▶ [What to work on]: Extract the full listing below without altering a single character.

::: Data records

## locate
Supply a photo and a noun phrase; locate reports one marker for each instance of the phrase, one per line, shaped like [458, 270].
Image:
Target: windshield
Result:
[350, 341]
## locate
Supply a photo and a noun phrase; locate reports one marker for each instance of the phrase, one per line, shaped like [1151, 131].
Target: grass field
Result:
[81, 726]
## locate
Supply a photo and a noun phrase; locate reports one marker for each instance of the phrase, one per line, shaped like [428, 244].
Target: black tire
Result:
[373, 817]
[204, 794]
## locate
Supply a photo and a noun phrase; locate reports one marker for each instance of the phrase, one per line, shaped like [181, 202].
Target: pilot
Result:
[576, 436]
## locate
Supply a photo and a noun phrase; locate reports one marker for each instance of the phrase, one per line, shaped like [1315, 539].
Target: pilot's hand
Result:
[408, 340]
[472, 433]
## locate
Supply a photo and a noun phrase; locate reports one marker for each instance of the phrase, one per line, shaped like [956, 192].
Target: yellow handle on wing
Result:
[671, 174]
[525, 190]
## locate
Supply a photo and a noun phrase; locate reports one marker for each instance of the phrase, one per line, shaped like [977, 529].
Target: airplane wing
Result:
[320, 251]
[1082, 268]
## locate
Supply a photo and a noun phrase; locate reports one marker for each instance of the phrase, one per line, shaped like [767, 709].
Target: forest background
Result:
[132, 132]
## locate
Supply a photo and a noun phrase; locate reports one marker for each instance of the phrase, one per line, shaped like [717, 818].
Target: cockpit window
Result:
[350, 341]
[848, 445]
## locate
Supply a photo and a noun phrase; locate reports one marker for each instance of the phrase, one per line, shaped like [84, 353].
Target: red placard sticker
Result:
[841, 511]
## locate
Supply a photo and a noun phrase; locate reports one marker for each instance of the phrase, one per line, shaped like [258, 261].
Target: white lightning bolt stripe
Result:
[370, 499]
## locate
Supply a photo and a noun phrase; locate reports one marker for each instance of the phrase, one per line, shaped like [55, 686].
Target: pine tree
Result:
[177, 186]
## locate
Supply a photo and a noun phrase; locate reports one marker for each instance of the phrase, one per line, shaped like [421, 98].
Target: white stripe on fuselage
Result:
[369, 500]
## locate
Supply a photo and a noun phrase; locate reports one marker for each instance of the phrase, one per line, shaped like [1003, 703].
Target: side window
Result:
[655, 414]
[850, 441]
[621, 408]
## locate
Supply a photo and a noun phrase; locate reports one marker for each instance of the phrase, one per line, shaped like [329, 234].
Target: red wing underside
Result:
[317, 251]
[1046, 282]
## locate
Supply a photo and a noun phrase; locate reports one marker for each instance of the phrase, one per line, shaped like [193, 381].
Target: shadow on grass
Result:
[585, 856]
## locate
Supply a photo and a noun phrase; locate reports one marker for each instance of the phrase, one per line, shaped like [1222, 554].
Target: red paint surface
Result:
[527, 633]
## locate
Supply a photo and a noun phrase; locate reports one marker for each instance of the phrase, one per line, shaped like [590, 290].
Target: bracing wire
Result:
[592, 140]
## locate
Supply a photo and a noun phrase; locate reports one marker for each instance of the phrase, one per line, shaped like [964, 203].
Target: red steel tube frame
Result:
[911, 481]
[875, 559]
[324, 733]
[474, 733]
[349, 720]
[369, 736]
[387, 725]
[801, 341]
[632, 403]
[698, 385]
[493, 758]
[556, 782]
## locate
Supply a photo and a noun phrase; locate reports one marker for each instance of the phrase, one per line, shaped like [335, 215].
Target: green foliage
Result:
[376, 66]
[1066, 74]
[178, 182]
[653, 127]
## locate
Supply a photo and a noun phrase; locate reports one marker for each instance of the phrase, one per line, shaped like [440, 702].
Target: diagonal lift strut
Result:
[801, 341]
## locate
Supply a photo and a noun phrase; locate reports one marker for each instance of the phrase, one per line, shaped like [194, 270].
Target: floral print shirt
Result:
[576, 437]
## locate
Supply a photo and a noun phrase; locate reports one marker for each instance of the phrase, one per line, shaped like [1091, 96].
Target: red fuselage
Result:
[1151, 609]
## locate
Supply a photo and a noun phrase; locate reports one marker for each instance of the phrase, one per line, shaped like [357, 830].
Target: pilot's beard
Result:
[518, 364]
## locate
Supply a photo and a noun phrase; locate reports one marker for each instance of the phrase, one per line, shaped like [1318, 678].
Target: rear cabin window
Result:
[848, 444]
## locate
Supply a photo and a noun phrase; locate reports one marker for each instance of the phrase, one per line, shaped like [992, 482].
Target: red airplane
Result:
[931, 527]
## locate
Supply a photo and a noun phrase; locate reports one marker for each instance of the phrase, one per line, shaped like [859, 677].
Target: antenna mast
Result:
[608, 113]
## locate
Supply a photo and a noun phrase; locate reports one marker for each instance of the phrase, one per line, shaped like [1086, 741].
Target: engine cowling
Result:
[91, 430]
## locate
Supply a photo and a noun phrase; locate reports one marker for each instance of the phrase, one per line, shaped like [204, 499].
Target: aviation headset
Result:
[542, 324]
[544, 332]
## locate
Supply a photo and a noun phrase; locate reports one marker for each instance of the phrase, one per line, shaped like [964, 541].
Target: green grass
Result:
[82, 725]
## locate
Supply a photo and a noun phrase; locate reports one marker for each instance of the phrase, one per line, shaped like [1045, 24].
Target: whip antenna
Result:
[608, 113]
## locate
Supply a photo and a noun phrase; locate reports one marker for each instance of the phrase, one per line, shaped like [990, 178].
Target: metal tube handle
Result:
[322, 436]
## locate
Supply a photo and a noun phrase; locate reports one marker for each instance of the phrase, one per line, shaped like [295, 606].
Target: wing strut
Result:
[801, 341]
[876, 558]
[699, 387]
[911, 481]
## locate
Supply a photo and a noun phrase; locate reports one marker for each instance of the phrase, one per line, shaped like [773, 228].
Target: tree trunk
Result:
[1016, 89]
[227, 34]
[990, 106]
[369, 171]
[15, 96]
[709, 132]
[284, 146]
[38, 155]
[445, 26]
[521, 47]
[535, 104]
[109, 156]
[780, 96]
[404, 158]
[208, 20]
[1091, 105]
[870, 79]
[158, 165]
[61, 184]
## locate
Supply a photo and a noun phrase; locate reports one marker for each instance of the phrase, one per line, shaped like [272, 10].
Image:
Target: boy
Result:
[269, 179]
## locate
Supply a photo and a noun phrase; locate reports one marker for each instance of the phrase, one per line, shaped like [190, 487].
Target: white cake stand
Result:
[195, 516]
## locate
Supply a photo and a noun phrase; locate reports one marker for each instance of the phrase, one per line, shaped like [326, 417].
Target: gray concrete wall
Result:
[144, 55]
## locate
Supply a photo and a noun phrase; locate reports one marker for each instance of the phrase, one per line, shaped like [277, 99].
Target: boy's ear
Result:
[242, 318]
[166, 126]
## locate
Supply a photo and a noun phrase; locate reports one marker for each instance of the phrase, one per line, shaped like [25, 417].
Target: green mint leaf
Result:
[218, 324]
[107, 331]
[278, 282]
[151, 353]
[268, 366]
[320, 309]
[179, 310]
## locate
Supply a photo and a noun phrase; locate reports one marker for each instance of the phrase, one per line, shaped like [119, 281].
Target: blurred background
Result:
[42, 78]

::::::

▶ [The answer]:
## locate
Supply a photo and a noun phrase; locate reports one marker for each instance of the phrase, one per line, shaped like [458, 270].
Image:
Target: windshield
Result:
[350, 341]
## locate
Supply a photo and a noun phrase; locate reports one marker for each instance of the phrase, one per line, shaped like [1151, 131].
Target: grass field
Result:
[81, 726]
## locate
Supply a photo and a noun phrase; locate reports one marker for each instance of the phrase, one per line, shaped like [428, 244].
Target: black tire
Result:
[373, 817]
[204, 794]
## locate
Supply a photo and a noun phrase; locate reports one marker for each instance of the phrase, one per line, shaped like [181, 202].
Target: pilot
Result:
[576, 436]
## locate
Supply a photo and a noun phrase; locate reports one marker for each instance of the phrase, one per line, shaped like [1315, 539].
Target: pilot's hand
Result:
[408, 340]
[472, 433]
## locate
Supply a photo and a noun phrase; locate reports one marker for each instance of the phrase, one per line, shaped like [956, 192].
Target: yellow handle on wing
Result:
[671, 174]
[525, 190]
## locate
Supply a photo and a noun phrase; locate reports one marker for each instance of the phrase, one per line, shaped like [977, 529].
Target: airplane wing
Result:
[320, 251]
[1082, 268]
## locate
Supply a photo and a noun phrase; locate reports one marker for each instance of the phrase, one per line, shaped like [767, 709].
Target: forest background
Result:
[132, 132]
## locate
Supply a photo and a noun phrase; locate reports one marker for each instance of the phrase, one per line, shaped like [717, 818].
Target: cockpit window
Result:
[350, 341]
[848, 445]
## locate
Supply a photo and a noun phrase; locate reports one marker for each instance of the phrase, one per line, shaped like [84, 353].
Target: red placard sticker
Result:
[841, 511]
## locate
Supply a photo and a noun phrase; locate reports one marker for each instance of the phrase, one per line, shaped like [258, 261].
Target: white lightning bolt stripe
Result:
[370, 499]
## locate
Supply a photo and a noun phrase; locate reports one marker for each instance of the phrase, one per line, shaped like [55, 686].
Target: pine tree
Result:
[177, 186]
## locate
Supply a photo and a noun phrase; locate reports one marker for each instance of the phrase, one per line, shaped like [421, 98].
Target: white stripe on fuselage
Result:
[369, 500]
## locate
Supply a photo and a noun phrase; locate reports one marker for each instance of the phrase, one per line, shaped like [1003, 703].
Target: side window
Result:
[655, 414]
[850, 441]
[621, 408]
## locate
Supply a photo and a noun phrase; locate reports one marker for each instance of the phrase, one per line, shaped like [329, 234].
Target: red wing underside
Result:
[317, 251]
[1046, 282]
## locate
Supply a photo and a noun phrase; locate reports one marker for each instance of the phrase, one per line, shaped like [193, 381].
Target: shadow on grass
Result:
[585, 856]
## locate
Supply a photo and a noun phrase; locate reports one marker for each instance of the phrase, one per line, shaped like [1222, 554].
Target: red paint surface
Result:
[527, 633]
## locate
Supply a photo and a noun phrase; locate reports one marker for each instance of the phrase, one per line, shaped like [590, 290].
Target: bracing wire
Result:
[592, 140]
## locate
Supply a photo and a noun phrase; locate reports one marker for each instance of the phrase, one per line, shaped like [964, 203].
Target: red steel tube frame
Result:
[911, 481]
[875, 559]
[324, 733]
[474, 733]
[349, 720]
[369, 736]
[387, 725]
[801, 341]
[632, 403]
[698, 385]
[493, 758]
[556, 782]
## locate
Supply a photo and a noun phrase; locate reports one marker for each instance of the phrase, one per line, shaped like [335, 215].
Target: green foliage
Result:
[376, 66]
[1066, 74]
[178, 182]
[653, 127]
## locate
Supply a photo and a noun phrase; locate reports one marker for each instance of the phrase, one per line, shaped like [440, 702].
Target: diagonal lift strut
Result:
[801, 341]
## locate
Supply a photo and a noun phrase; locate reports one marker for each instance of the phrase, one per line, shaped like [194, 270].
Target: floral print shirt
Result:
[576, 437]
## locate
Supply a photo and a noun phrase; locate reports one marker for each instance of the phrase, one per line, shaped like [1091, 96].
Target: red fuselage
Result:
[1151, 609]
## locate
Supply a photo and a noun phrase; locate reports one marker for each instance of the phrase, one per line, shaped like [357, 830].
Target: pilot's beard
Result:
[518, 364]
## locate
Supply a photo and a noun phrase; locate reports one marker for each instance of the phrase, one per line, shaped like [1318, 678].
Target: rear cabin window
Result:
[848, 444]
## locate
Supply a photo and a noun phrase; locate reports one marker for each instance of the phrase, one per line, shaped like [992, 482].
Target: red airplane
Result:
[931, 527]
## locate
Supply a photo and a noun phrase; locate reports one marker for each instance of the phrase, one per line, shaped like [859, 677].
Target: antenna mast
Result:
[608, 113]
## locate
Supply a photo and a noun phrase; locate reports one marker for each instance of the phrase, one per line, shaped like [1086, 741].
Target: engine cowling
Result:
[91, 430]
## locate
Supply a photo and a noun phrase; locate reports one marker for each instance of the phrase, one per line, shaped like [204, 499].
Target: aviation headset
Result:
[542, 324]
[544, 332]
## locate
Supply a photo and a noun phrase; locate reports one marker for each instance of the phrase, one per line, shaped like [964, 541].
Target: green grass
Result:
[82, 725]
## locate
Supply a photo and a noun phrase; locate reports one marker for each instance of the phrase, one per line, shaped like [1045, 24].
Target: whip antenna
Result:
[608, 113]
## locate
Supply a photo and a noun phrase; locate reports one marker for each instance of the phrase, one per line, shaped like [990, 178].
Target: metal tube handle
Result:
[322, 436]
## locate
Supply a photo and a noun phrase; locate reports one marker for each instance of the phrase, one per line, shaped like [295, 606].
Target: wing strut
Result:
[801, 341]
[876, 558]
[699, 387]
[911, 481]
## locate
Supply a photo and a noun phrase; locate reports one marker for each instance of the phrase, one per line, shaped like [773, 228].
Target: tree trunk
Result:
[1016, 89]
[227, 34]
[990, 106]
[369, 171]
[15, 96]
[709, 132]
[284, 146]
[38, 155]
[445, 26]
[521, 47]
[535, 104]
[109, 156]
[780, 96]
[404, 158]
[208, 20]
[1091, 105]
[870, 79]
[158, 165]
[61, 184]
## locate
Supply a photo and a noun phrase; locate reports one marker for each instance of the phrase, one per line, shaped like [272, 10].
Image:
Target: boy
Result:
[269, 179]
## locate
Supply a photo and a noun phrase; locate reports one marker for each instance of the phrase, one per line, shaped like [190, 487].
Target: white cake stand
Result:
[195, 516]
## locate
Supply a photo and a noun phrase; locate reports one marker for each instance of the phrase, one per line, shaped like [326, 417].
Target: gray concrete wall
Result:
[144, 55]
## locate
Supply a photo and a noun phrase; locate reports one marker for each instance of the phrase, one per line, shaped like [277, 99].
Target: boy's ear
Result:
[242, 318]
[166, 126]
## locate
Supply a photo and a noun phrase; locate reports one marker for each instance of the phrase, one per line, shaped like [25, 417].
Target: green mint leaf
Result:
[218, 324]
[107, 331]
[278, 282]
[151, 353]
[268, 366]
[320, 309]
[179, 310]
## locate
Supply a photo and a noun phrase; locate reports one marker for each instance of the phrase, one per line, shaped like [119, 281].
Target: blurred background
Result:
[42, 78]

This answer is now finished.